• **Aim of the task**
Each line of the material below is to be given again exactly.

• **Listed entries**
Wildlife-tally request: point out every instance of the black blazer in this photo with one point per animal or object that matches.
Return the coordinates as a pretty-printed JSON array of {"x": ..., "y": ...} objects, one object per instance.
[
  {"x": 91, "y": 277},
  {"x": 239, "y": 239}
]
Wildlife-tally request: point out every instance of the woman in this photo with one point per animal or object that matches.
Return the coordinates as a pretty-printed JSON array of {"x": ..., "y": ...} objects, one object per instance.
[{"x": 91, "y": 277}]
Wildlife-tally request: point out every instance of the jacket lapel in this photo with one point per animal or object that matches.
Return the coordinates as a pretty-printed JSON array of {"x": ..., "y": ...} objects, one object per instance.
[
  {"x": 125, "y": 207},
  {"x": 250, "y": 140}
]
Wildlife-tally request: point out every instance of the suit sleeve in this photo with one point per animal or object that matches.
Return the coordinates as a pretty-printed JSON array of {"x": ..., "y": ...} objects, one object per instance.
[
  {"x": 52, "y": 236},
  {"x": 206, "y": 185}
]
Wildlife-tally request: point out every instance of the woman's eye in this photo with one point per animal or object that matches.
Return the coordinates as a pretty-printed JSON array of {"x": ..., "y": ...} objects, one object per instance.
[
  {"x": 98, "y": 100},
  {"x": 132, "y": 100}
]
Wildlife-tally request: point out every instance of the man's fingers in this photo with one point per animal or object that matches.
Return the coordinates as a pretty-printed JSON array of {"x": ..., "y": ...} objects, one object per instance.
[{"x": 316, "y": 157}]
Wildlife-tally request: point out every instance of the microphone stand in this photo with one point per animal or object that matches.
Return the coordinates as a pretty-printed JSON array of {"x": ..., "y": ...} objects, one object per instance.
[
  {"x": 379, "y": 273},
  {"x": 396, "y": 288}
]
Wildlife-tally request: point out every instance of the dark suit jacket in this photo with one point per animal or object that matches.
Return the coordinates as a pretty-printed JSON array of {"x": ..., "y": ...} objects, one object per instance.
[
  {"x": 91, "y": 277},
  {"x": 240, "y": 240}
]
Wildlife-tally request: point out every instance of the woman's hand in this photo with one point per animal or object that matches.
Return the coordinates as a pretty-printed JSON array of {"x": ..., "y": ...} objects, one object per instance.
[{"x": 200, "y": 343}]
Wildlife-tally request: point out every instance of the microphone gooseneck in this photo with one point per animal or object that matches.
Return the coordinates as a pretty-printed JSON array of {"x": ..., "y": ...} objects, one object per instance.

• **Solution to the problem**
Wildlife-tally request: point out every instance of the black blazer in this photo with one point per animal or object that matches.
Return the coordinates as a pretty-printed JSON array of {"x": ..., "y": ...} objects, one object per instance.
[
  {"x": 91, "y": 277},
  {"x": 239, "y": 239}
]
Wildlife-tally request: point out every instance of the woman in this photo with one point per animal or object that matches.
Return the coordinates as a pretty-printed JSON array of {"x": ..., "y": ...} objects, one object per instance.
[{"x": 91, "y": 277}]
Wildlife-tally request: point out every instance of the jacket lapel in this photo with one point per animal or object that matches.
Return the coordinates as a pretty-printed JSON array of {"x": ..., "y": ...} objects, one object per instance.
[
  {"x": 125, "y": 207},
  {"x": 250, "y": 140}
]
Wildlife-tally request: point out every instance of the suit sleeve in this photo with one point per animal or object that matches.
Return the coordinates as a pretty-printed JSON array of {"x": ..., "y": ...} objects, one object per instance.
[
  {"x": 52, "y": 236},
  {"x": 206, "y": 185}
]
Wildlife-tally request: point out every instance of the woman's eye in this photo with one point per animal or object that matches.
Return the coordinates as a pretty-printed JSON array of {"x": ..., "y": ...} objects, one object per instance.
[
  {"x": 98, "y": 100},
  {"x": 132, "y": 100}
]
Wildlife-tally request: point out every instance of the man's fingers in this photo with one point per animal or object that matches.
Return the coordinates as a pretty-printed JSON array of {"x": ..., "y": ...} objects, one object per instance.
[{"x": 316, "y": 157}]
Wildlife-tally request: point out every instance of the microphone stand in this photo with one point per animal or object that matches.
Return the coordinates as a pretty-printed JSON array of {"x": ..., "y": ...} objects, one object per instance.
[
  {"x": 379, "y": 273},
  {"x": 396, "y": 288}
]
Wildlife-tally request: point out every instance of the dark suit jacket in this photo with one point per animal or object that matches.
Return the coordinates as a pretty-printed JSON array of {"x": ..., "y": ...} objects, one object per instance.
[
  {"x": 91, "y": 277},
  {"x": 240, "y": 240}
]
Wildlife-tally request: point out every instance of the woman's hand in this photo with one point per animal or object that matches.
Return the coordinates as a pretty-printed JSON array of {"x": ..., "y": ...} objects, one object per instance.
[{"x": 200, "y": 343}]
Wildlife-tally request: point out every instance of the microphone gooseneck in this photo with one point per animal or object that matches.
Return the coordinates as a pretty-printed JSON array of {"x": ..., "y": ...} objects, one object per instance.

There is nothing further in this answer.